§ Written problem 1: Pull out every line of the entries below that contains the word "antenna". Case counts.

══ Document

[Date Prev][Date Next][Thread Prev][Thread Next][Date Index][Thread Index]

Re: [HTCondor-users] Files in /var/lib/condor/execute/ filling up disk



On Thu, Jun 13, 2019 at 12:50 PM John G Heim <jheim@xxxxxxxxxxxxx> wrote:
>
> Well, as I said, I think the condor daemons crashed because the disk was
> full. And I think the disk was full because condor filled it. But it
> does not seem to be happening again. This may be an edge condition. I am
> not entirely sure the central manager was right. I am just going to
> forget about it unless it happens again.
>
>If it does happen again, or if you want to get ahead of it, there are
two approaches I would suggest:

1. Keep the execute directory on a separate partition. This may or may
not be easy to do on your existing machines.

════
══ Supplied information

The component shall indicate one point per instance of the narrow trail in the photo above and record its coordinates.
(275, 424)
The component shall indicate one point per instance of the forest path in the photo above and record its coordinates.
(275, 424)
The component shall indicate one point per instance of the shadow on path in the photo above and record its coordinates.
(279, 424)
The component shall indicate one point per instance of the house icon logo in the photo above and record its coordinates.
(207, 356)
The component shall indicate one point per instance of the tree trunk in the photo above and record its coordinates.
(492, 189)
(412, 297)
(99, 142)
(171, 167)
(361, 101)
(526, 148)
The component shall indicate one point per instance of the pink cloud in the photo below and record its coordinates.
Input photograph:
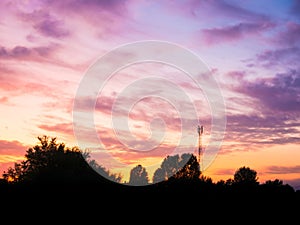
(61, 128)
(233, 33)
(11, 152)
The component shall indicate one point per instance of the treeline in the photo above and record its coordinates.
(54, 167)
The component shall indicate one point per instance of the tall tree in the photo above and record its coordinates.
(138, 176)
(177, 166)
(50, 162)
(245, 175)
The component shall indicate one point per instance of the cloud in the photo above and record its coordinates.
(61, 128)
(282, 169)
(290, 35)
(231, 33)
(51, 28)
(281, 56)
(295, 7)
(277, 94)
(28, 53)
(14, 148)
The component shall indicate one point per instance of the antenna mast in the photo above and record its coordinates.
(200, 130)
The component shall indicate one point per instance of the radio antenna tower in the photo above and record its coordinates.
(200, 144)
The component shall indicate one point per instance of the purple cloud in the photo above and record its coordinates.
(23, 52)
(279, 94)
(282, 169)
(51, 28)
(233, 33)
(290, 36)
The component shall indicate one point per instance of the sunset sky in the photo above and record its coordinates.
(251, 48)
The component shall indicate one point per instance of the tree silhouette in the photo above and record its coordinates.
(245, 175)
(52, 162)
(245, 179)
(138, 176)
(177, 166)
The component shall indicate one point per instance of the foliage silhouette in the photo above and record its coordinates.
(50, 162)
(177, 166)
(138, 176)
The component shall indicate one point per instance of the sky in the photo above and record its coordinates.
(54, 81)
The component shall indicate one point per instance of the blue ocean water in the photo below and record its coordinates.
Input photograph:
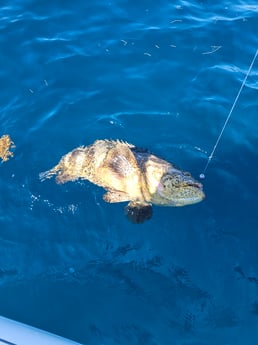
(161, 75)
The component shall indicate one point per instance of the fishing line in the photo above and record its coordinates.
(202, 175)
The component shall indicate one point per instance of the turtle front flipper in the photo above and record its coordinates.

════

§ Written problem 2: Output the stretch of the HTCondor thread above from "Re: [HTCondor-users] Files" through "it happens again.", word for word.

§ Full output 1:
The component shall indicate one point per instance of the antenna mast in the photo above and record its coordinates.
The component shall indicate one point per instance of the radio antenna tower in the photo above and record its coordinates.

§ Full output 2:
Re: [HTCondor-users] Files in /var/lib/condor/execute/ filling up disk



On Thu, Jun 13, 2019 at 12:50 PM John G Heim <jheim@xxxxxxxxxxxxx> wrote:
>
> Well, as I said, I think the condor daemons crashed because the disk was
> full. And I think the disk was full because condor filled it. But it
> does not seem to be happening again. This may be an edge condition. I am
> not entirely sure the central manager was right. I am just going to
> forget about it unless it happens again.